SELECTED EXCERPT:
- - -

The use of deportation camps in Iran by Indian recruits to IS has been disclosed by Nashidul Hamzafar, the first Indian to be sent back from Afghanistan after he was intercepted by the Afghan forces while on way to IS-controlled territory in Nangarhar. Despite months of planning, Hamzafar's foray into jihad proved short-lived as he was picked up not long after he reached Kabul. But the transformation of a somewhat vapid youth into a radicalised individual who refused to heed his family's warnings reveals radical networks operating in the guise of charities that link local mosques to terror launch pads in Iran.
Hamzafar, who was deported to India in September, told NIA that he had travelled on valid documents to Tehran via Oman in October 2017. With the facilitation and contacts arranged by his friends , Shihas and Ashfaq, both of who had gone to Afghanistan earlier, he managed to reach a deportation camp in Isfahan.
There he posed as an Afghan residing in Nooristan province of Afghanistan. Hamzafar, however, failed to convince the camp authorities of his Afghan credentials and was loaded onto a deportation vehicle for Pakistan. He managed to reach a deportation camp meant for Afghans after he persuaded an officer that he was actually from Afghanistan. He soon found himself at Nimruz province of Afghanistan.

- - -

(Object pointing dataset rows)

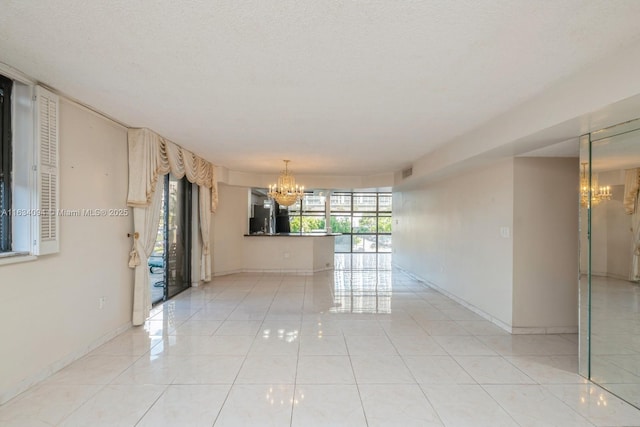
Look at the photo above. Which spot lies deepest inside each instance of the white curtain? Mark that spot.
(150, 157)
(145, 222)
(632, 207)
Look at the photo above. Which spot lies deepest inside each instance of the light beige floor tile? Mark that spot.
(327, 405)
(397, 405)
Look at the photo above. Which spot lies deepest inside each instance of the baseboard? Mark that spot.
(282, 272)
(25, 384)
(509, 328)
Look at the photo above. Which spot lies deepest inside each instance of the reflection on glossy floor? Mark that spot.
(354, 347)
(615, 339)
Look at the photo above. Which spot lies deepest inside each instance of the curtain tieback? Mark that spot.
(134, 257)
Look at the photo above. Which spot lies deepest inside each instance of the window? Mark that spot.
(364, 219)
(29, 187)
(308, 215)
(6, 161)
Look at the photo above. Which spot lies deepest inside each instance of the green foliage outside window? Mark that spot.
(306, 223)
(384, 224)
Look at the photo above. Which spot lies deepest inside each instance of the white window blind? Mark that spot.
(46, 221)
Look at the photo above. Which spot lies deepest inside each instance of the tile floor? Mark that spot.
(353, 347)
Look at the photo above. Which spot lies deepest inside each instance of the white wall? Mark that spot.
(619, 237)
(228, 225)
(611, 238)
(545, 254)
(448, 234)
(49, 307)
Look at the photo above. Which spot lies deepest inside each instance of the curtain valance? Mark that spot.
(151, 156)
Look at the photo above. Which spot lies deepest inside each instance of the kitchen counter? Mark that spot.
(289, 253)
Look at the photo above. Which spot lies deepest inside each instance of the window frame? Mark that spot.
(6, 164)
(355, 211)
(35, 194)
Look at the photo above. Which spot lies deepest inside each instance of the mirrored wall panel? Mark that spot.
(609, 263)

- - -

TO-DO LIST:
1. Copy the listing word for word, starting with the line that contains "counter? Mark that spot." and going on through the last line of the listing.
2. Pick up the news account of the Indian IS recruit's route through Iranian deportation camps and keep it going from its final sentence.

ANSWERS TO THE PROBLEMS:
1.
Look at the photo above. Which spot lies deepest inside each instance of the kitchen counter? Mark that spot.
(289, 253)
Look at the photo above. Which spot lies deepest inside each instance of the window frame? Mark that spot.
(6, 164)
(355, 211)
(35, 194)
Look at the photo above. Which spot lies deepest inside each instance of the mirrored wall panel? Mark that spot.
(609, 263)

2.
Hamzafar reached Kabul from Nimruz. He was detained by Afghan forces and after three months in custody and another three months at a US facility in Bagram, he was sent back to India.
Apart from the role of Tablighis -members of an organisation with missionary aims but whose doctrinaire approach has put it under the lens of security agencies - controversial preacher Zakir Naik's Islamic Research Foundation (IRF) and Kerala-based Peace Educational Foundation pop up in the Hamzafar story. IRF and Peace Foundation seem to be part of a chain that radicalises and dispatches recruits.